▶ _WORK TO BE COMPLETED_
Only the lines from the one containing "the sneaker, place" through the last line below should be written out, exactly and with both ends kept.
— start of THE RECORDS —
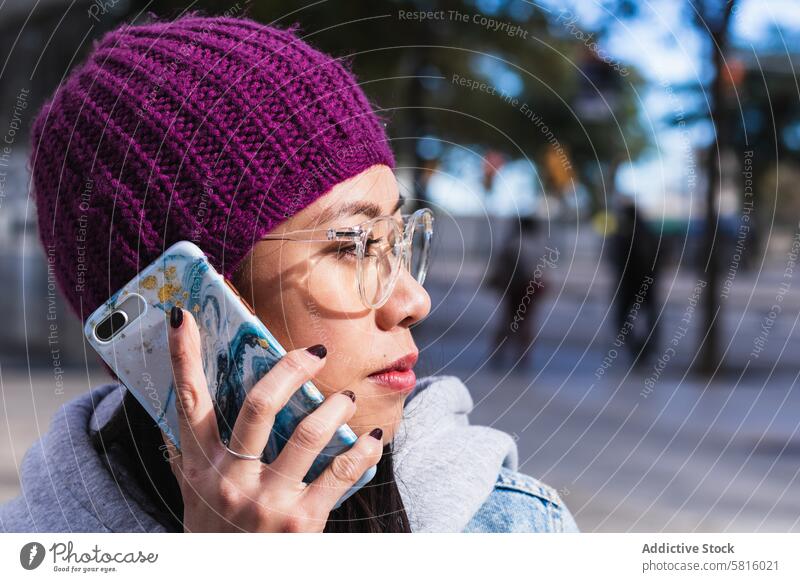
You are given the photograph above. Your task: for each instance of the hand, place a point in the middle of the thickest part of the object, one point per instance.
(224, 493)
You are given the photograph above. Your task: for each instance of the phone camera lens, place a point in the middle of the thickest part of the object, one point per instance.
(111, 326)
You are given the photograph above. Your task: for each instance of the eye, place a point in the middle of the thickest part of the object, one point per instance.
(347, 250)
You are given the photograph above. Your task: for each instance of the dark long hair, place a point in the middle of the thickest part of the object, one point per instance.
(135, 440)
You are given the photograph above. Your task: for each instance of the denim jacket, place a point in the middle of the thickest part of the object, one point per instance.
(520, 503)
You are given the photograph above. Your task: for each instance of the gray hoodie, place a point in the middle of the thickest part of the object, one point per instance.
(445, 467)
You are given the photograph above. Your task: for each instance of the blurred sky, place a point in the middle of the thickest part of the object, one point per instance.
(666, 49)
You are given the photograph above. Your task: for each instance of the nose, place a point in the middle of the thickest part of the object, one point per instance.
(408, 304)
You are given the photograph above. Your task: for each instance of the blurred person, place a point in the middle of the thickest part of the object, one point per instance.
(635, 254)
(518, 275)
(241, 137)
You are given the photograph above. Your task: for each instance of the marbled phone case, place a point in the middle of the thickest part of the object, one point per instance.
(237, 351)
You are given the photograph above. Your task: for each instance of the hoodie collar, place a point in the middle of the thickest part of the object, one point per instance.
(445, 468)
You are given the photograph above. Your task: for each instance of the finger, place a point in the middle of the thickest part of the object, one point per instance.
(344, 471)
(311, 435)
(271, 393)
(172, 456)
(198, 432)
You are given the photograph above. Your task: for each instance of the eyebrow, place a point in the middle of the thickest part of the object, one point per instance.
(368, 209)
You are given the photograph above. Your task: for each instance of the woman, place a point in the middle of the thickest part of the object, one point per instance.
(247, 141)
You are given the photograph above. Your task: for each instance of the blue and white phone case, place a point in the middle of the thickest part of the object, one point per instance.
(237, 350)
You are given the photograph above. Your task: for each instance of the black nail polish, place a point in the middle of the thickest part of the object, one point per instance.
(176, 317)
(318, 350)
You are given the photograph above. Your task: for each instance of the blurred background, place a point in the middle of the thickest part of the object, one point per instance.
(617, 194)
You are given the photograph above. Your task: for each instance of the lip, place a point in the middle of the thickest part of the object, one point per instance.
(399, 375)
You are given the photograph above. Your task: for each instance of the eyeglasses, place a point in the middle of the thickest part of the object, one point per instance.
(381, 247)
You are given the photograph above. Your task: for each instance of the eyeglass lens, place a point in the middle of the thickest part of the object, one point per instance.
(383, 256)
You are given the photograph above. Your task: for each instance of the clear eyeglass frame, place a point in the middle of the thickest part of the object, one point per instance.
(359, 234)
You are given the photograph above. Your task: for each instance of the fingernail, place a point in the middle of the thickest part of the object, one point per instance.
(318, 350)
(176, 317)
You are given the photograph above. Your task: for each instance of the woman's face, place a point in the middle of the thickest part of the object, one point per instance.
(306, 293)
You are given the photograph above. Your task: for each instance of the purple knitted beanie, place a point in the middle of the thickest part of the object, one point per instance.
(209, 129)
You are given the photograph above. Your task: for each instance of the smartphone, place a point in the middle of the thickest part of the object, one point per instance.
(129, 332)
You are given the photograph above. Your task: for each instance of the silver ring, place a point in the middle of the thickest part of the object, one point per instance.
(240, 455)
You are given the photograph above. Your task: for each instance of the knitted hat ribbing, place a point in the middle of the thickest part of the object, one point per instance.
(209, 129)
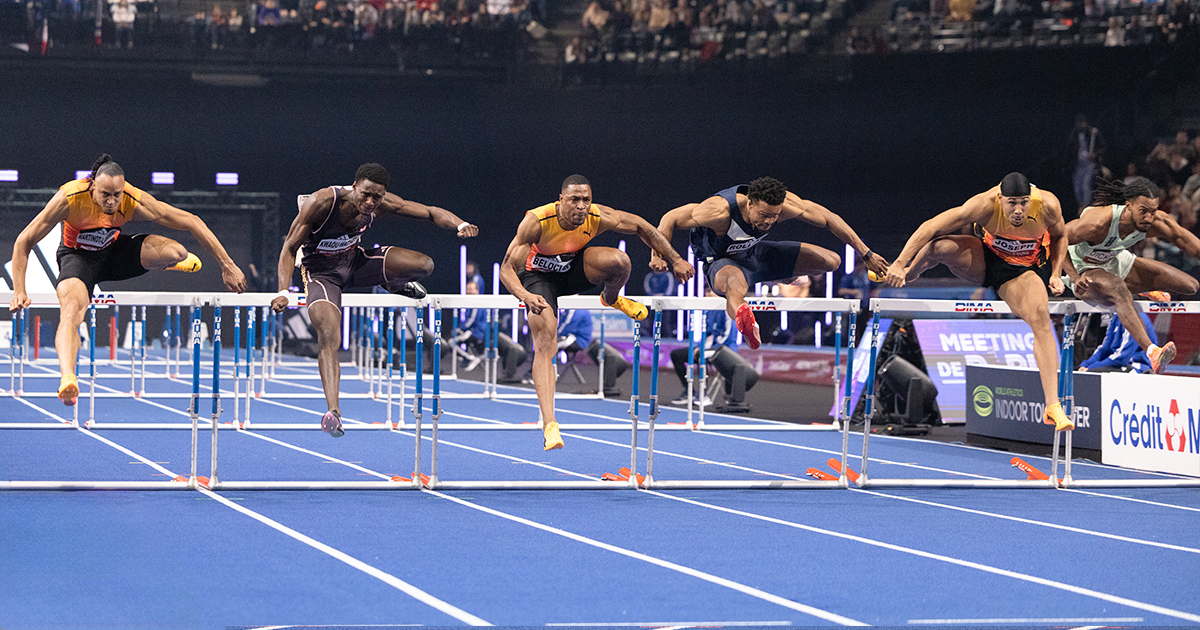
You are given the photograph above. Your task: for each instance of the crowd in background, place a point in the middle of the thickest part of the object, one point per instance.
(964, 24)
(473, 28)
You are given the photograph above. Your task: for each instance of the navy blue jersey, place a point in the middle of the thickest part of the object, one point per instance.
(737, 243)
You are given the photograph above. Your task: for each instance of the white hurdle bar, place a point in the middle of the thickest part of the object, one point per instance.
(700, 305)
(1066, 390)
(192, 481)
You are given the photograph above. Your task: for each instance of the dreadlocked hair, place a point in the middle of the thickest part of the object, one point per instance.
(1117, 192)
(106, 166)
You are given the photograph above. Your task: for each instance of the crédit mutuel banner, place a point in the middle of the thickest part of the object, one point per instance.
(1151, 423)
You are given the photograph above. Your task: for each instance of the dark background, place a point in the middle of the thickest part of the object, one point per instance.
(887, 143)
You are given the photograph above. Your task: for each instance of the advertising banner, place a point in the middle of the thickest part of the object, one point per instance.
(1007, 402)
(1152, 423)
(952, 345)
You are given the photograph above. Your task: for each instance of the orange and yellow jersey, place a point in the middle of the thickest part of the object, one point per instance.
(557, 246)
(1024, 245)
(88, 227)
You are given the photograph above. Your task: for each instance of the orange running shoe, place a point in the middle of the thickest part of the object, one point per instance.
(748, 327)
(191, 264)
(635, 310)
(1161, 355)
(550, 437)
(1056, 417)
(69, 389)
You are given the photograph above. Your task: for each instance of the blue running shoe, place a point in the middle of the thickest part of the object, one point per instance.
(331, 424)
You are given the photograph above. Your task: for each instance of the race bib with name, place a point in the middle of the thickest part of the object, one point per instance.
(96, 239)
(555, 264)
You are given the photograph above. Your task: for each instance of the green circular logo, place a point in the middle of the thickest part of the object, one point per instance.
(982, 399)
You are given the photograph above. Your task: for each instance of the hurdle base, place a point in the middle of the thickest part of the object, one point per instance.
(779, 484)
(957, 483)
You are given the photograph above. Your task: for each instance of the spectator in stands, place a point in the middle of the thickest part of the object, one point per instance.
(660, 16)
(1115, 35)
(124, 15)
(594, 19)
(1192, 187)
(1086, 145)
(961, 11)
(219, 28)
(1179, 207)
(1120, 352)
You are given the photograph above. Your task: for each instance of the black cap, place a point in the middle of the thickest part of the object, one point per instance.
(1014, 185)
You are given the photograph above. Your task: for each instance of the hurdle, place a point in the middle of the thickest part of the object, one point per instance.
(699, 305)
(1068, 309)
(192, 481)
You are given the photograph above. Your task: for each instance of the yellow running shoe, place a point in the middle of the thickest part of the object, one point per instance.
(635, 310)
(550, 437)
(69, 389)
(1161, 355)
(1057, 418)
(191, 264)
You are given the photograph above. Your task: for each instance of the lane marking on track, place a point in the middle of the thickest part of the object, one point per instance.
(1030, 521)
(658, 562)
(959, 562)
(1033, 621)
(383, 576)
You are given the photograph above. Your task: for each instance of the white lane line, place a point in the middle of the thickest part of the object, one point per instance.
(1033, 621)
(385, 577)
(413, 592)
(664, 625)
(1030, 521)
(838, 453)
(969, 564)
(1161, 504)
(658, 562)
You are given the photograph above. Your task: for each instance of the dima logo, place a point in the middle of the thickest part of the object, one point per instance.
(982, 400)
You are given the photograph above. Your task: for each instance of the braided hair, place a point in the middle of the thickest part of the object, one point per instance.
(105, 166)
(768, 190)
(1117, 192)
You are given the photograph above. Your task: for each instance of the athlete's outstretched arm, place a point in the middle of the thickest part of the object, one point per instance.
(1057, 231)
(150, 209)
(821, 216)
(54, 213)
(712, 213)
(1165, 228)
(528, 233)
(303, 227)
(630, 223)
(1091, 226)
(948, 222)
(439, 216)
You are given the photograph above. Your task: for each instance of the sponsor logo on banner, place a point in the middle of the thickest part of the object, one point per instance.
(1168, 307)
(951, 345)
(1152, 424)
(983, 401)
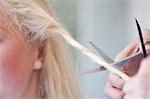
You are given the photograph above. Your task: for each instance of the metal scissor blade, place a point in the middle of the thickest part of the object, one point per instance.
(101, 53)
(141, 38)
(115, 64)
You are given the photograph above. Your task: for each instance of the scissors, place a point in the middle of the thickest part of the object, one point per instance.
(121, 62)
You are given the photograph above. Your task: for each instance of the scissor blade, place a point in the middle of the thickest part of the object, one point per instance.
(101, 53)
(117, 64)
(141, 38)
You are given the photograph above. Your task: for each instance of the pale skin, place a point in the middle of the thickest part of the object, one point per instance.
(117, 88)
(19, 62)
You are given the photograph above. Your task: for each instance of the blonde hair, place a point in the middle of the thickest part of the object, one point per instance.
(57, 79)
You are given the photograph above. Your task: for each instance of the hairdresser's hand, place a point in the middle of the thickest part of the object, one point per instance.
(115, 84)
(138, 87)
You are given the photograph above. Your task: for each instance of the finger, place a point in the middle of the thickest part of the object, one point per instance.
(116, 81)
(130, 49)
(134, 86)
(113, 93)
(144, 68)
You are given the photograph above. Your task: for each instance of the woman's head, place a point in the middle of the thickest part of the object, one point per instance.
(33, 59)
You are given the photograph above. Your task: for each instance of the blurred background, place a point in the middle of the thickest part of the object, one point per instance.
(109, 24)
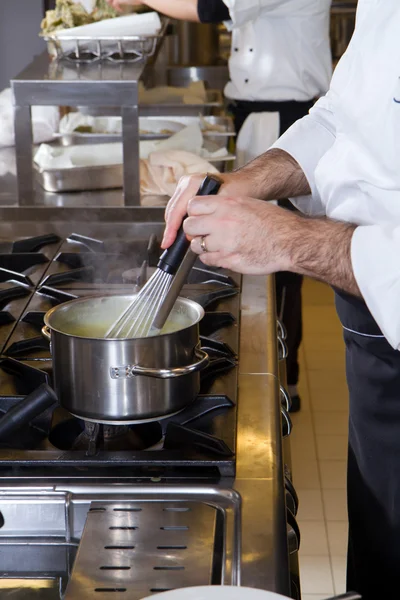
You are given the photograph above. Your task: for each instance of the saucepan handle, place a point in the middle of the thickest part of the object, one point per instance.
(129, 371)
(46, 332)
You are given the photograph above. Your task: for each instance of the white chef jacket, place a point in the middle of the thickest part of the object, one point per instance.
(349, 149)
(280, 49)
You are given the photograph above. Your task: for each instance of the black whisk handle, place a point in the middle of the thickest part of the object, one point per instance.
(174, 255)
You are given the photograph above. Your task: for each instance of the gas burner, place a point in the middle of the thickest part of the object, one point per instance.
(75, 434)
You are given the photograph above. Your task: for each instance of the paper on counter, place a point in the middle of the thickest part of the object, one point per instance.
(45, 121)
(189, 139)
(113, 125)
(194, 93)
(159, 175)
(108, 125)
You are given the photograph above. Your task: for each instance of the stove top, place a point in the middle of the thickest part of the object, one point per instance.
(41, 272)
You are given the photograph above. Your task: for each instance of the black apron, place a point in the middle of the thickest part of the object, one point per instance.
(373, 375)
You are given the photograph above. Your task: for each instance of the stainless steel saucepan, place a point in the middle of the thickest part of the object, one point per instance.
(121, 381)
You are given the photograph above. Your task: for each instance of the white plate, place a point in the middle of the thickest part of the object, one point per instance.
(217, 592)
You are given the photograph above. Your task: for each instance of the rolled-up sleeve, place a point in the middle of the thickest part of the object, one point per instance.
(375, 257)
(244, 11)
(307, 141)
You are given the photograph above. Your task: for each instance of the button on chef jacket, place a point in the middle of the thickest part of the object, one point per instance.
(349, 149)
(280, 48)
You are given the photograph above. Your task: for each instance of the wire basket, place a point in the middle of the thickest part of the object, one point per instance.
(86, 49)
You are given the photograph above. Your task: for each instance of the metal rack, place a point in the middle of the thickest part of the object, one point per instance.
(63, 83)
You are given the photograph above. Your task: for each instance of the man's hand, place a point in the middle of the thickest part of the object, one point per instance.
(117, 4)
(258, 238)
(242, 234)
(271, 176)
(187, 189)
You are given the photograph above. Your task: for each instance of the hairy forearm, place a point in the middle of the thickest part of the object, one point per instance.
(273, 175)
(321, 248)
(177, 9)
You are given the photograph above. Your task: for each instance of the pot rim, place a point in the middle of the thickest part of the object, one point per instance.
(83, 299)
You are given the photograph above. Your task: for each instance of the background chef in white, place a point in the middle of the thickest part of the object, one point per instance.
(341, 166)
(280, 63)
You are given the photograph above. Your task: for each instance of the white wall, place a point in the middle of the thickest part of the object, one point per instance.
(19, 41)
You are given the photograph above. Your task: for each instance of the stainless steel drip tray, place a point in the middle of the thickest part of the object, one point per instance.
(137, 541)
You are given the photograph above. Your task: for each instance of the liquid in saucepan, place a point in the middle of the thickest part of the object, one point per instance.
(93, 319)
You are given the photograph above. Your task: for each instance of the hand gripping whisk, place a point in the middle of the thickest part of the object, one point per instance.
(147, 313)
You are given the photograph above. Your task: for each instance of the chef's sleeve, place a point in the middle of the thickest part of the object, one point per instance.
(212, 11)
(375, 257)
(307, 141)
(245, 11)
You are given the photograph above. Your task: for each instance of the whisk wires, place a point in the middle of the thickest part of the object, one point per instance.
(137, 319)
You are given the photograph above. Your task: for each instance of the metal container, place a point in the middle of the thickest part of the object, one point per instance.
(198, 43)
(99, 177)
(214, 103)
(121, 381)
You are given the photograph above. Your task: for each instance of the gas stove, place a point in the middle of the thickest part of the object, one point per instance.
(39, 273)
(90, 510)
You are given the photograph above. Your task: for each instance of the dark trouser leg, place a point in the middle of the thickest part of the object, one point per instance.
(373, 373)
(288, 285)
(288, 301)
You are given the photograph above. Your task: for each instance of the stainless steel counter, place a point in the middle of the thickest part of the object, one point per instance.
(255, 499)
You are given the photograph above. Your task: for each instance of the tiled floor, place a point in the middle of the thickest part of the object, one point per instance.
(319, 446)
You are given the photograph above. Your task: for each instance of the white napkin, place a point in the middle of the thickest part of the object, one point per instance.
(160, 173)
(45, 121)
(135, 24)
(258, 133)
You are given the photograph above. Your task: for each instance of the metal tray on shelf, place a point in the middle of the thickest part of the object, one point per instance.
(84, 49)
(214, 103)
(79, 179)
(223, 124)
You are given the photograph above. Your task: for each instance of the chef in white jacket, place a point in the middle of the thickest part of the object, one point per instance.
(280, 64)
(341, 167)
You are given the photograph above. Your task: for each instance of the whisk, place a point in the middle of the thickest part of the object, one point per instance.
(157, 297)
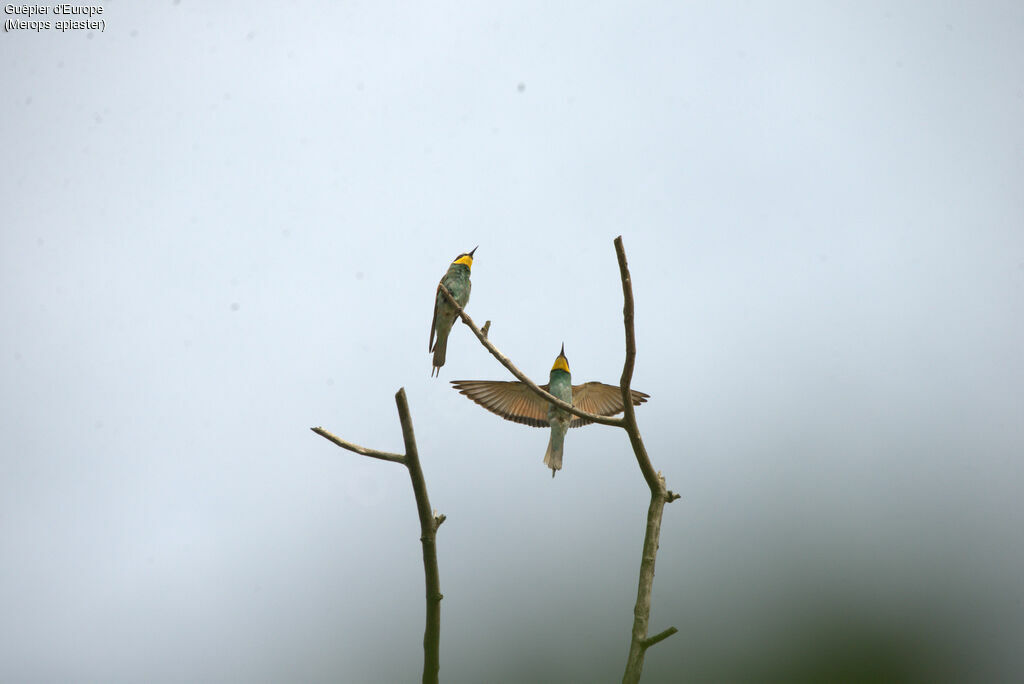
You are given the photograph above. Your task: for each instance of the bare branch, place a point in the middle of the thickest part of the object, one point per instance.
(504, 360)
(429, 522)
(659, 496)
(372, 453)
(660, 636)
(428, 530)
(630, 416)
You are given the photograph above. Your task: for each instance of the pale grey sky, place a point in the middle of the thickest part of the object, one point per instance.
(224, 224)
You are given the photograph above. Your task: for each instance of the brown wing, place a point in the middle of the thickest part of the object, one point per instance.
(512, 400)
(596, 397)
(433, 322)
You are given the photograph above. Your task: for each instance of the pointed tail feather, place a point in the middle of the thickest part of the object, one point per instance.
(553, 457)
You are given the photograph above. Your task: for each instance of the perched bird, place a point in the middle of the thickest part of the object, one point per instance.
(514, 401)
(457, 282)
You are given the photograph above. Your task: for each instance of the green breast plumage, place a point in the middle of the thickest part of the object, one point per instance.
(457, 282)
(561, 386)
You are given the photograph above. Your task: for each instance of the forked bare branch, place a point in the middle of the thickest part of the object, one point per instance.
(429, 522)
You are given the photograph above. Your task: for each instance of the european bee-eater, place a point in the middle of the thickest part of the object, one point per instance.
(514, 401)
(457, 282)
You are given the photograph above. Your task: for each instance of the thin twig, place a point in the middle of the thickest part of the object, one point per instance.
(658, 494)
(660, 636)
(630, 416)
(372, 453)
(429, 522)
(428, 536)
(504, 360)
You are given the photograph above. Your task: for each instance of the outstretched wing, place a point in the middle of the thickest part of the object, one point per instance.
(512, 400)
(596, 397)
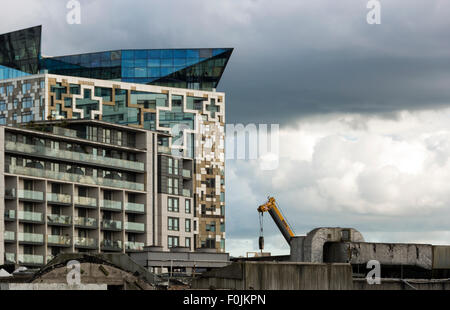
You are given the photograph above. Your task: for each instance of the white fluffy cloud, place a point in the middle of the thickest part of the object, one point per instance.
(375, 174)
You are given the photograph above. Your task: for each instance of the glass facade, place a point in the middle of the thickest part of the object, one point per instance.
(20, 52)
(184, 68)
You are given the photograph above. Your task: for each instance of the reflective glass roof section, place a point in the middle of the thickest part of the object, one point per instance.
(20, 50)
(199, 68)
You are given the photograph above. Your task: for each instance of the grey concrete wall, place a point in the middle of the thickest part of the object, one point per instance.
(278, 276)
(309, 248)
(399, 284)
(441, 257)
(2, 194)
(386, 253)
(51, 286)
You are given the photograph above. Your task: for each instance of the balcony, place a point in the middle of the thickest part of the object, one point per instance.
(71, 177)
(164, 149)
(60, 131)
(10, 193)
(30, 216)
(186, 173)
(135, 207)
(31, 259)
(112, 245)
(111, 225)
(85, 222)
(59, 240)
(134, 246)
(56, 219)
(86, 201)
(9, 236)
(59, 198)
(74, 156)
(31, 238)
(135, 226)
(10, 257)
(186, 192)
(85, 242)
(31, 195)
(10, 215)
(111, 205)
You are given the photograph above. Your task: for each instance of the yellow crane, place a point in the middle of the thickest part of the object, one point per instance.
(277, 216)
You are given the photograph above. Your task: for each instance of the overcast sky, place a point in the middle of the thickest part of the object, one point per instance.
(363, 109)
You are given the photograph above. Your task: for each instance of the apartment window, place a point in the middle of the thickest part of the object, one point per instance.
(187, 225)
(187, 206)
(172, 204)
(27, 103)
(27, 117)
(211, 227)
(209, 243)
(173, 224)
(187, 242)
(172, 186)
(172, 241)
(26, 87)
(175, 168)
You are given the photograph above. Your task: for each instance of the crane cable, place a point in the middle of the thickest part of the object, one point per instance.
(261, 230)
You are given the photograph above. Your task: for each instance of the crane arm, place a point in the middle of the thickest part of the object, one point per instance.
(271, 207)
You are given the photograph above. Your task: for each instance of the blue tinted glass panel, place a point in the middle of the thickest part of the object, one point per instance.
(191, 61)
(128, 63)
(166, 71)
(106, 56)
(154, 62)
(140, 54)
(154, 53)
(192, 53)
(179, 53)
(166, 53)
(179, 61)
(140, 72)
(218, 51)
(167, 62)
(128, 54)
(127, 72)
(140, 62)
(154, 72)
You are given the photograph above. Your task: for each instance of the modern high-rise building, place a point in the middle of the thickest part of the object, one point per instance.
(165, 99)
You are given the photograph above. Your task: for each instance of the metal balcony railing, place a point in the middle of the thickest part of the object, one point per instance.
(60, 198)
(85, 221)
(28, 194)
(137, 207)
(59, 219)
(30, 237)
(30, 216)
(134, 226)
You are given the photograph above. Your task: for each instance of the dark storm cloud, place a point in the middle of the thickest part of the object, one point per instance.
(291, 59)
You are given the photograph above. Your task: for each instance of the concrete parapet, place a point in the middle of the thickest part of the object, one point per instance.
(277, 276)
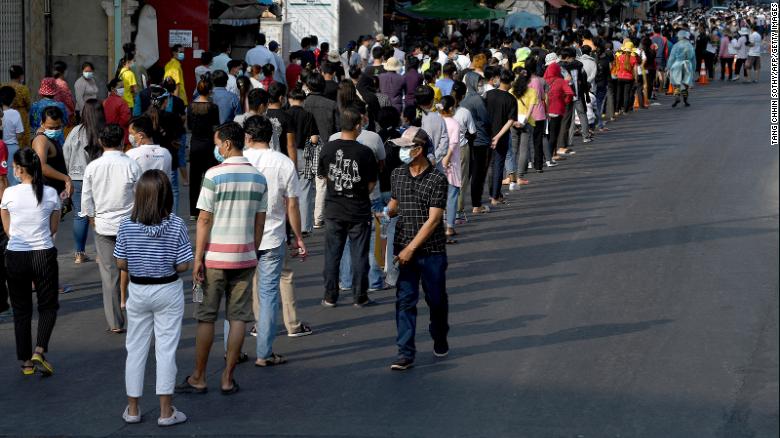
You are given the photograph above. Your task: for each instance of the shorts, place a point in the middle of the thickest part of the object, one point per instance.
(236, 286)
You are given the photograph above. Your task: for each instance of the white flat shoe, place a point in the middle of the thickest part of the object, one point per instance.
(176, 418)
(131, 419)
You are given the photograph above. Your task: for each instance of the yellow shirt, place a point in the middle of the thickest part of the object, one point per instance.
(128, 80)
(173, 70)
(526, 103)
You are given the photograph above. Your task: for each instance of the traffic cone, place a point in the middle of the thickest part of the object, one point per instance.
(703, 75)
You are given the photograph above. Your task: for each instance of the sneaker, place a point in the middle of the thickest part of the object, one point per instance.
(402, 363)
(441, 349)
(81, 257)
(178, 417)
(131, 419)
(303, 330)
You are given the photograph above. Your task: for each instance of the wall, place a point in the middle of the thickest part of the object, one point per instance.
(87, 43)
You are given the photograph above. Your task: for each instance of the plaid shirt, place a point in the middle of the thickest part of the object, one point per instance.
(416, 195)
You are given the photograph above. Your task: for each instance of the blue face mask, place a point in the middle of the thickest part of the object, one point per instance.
— end of THE RECORDS —
▶ _EXERCISE OUTPUT_
You are given the photograph above. Your task: for each instance of the sneaker, place a point in the middle of the thickest part of the object, one point per instance.
(402, 363)
(441, 349)
(81, 257)
(178, 417)
(131, 419)
(303, 330)
You are given the photograph above. Your task: for each instance of the wall, place a point in the middle of the thickest part of the object, one point per instance.
(87, 43)
You are given the photograph above. Your task: for each instance of the plaid shirt, place a point in the middle of the thickest part of the object, one point per instance.
(416, 195)
You are given the photograph above. Your task: for each instance of the blue face mask, place a point in the middle of the thickest part of the object, one point per instance.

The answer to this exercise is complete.